--- RAW DATA ---

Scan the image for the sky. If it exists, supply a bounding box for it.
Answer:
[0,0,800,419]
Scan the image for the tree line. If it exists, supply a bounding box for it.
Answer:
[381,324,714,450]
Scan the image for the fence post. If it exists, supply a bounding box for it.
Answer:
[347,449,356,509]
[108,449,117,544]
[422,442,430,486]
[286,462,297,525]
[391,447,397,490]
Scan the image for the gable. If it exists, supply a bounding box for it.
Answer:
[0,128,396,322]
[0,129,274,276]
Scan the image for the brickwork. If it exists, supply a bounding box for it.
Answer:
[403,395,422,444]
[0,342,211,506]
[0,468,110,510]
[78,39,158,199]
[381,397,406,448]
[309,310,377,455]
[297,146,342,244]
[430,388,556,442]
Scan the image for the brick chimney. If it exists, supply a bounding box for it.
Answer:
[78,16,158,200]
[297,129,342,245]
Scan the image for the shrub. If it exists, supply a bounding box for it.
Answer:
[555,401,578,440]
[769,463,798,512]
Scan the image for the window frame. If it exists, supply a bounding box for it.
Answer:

---

*TASK BRIEF:*
Rewrite all the records above, putting "provide" in place of "supply" and leaving everything else unchanged.

*REPLY:*
Scan the image for the sky. If it exists, provide a bounding box for it.
Answer:
[0,0,800,419]
Scan the image for the tree line. If it exists, provide a bounding box for it.
Answer:
[381,324,714,450]
Scan the image for the fence post. If it exists, provide a bounding box for it.
Answer:
[347,449,356,509]
[108,449,117,544]
[422,442,430,486]
[286,462,297,525]
[391,447,397,490]
Scan the image for the gable. If it exists, provide a bounding box for it.
Answer:
[0,128,396,322]
[0,129,274,276]
Scan the image for the brickwork. If it exists, provide a bounding box for it.
Answer:
[403,395,422,444]
[0,342,211,506]
[0,468,110,510]
[78,39,158,199]
[381,397,406,448]
[309,310,377,455]
[297,146,342,244]
[430,388,556,442]
Scan the image for the brick chimney. If it exists, provide a bounding box for it.
Answer:
[78,16,158,200]
[297,129,342,245]
Scan the image for the shrub. If it exists, provide a bounding box for it.
Answer:
[555,401,578,440]
[769,463,798,512]
Scan the image for the window frame. If it exists, provide a bounding box for it.
Answer:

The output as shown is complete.